TEXT EXTRACT:
****************************************

1

I am investigating an incident where an OutOfMemoryException has been thrown in production, for a "traditional" .NET server application. My purpose is to interpret a specific portion of the data gathered through Performance Monitor and seek some advice on how to move on. Let me start with a list of facts:

  1. The process had been running for over 20 days until the crash.
  2. It crashed because an exception of type System.OutOfMemoryException was thrown.
  3. There have been similar incidents in the past. Similarly, it takes a long time for the application to crash.
  4. The process had been monitored through Performance Monitor by the following counters: # Bytes in all Heaps, % Processor Time, Private Bytes, Working Set.
  5. We cannot capture any memory dumps at the production environment, and we haven't been able to reproduce it.

In the first screenshot, you can see the overall behavior of the counters in a span of 7 days. Things are pretty much stable. The second screenshot shows the behavior over the last minute, around the crash. The OutOfMemoryException was logged on 3:13:49PM.

7day behaviour Last minute around the crash

My questions are: 1. Any ideas what does the sudden increase of Working Set mean? It was overall stable at 650ish MB, and in 10 seconds it climbed up to 1,3GB. 2. Should I focus on finding something that triggered the OOM just before the crash, or could it be an accumulative factor? As you've seen, Private Bytes and Bytes on all Heaps are pretty much stable.

****************************************

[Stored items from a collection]

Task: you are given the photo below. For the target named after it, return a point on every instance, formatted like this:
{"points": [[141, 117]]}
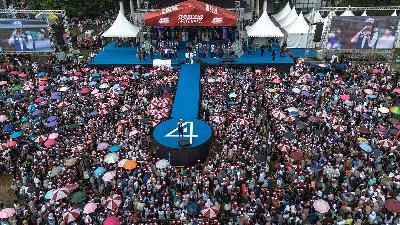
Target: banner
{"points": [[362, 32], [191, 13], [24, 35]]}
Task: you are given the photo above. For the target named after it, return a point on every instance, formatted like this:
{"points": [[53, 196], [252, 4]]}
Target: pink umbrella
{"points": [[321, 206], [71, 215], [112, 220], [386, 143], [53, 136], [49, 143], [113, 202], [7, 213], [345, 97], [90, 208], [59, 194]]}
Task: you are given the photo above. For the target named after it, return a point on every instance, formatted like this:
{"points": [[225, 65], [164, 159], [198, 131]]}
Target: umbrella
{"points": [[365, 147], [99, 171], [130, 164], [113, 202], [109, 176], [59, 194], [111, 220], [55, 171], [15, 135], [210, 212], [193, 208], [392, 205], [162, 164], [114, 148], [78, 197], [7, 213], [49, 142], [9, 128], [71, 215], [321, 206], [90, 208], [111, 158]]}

****************************************

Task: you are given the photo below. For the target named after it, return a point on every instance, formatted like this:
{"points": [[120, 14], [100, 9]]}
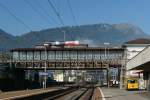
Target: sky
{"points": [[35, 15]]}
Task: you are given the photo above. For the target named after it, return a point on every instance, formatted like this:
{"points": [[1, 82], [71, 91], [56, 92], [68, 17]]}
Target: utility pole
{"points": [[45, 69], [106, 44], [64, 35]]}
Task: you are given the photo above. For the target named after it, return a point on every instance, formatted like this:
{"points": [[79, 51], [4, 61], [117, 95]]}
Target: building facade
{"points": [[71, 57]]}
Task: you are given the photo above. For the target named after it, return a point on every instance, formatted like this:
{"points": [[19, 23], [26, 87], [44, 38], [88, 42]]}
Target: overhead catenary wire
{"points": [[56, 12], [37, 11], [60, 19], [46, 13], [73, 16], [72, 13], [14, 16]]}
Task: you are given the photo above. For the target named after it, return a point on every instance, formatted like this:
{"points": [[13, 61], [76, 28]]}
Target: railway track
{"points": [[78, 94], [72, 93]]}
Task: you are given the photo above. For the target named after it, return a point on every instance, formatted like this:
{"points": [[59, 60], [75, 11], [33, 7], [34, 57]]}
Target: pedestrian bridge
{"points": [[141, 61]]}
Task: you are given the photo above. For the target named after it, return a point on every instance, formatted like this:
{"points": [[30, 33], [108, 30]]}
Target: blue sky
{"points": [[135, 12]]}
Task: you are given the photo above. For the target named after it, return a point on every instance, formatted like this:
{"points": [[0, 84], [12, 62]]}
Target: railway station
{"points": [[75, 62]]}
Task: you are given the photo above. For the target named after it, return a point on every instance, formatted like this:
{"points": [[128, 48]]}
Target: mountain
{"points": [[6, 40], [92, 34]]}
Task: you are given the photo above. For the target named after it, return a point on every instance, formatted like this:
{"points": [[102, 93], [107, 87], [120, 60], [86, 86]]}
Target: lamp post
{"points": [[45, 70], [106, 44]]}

****************************************

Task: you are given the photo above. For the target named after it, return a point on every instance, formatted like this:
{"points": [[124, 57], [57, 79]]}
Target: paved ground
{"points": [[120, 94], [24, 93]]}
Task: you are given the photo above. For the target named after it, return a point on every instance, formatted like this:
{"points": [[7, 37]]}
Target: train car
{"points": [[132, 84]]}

****************************************

SET TASK 1:
According to the OutOfMemoryException post, how long had the process been running before the crash?
SET TASK 2:
From the OutOfMemoryException post, extract the passage starting at "5. We cannot" and ending at "logged on 3:13:49PM.".
The material stands apart from the OutOfMemoryException post.

TASK RESULT 1:
Over 20 days.

TASK RESULT 2:
5. We cannot capture any memory dumps at the production environment, and we haven't been able to reproduce it.

In the first screenshot, you can see the overall behavior of the counters in a span of 7 days. Things are pretty much stable. The second screenshot shows the behavior over the last minute, around the crash. The OutOfMemoryException was logged on 3:13:49PM.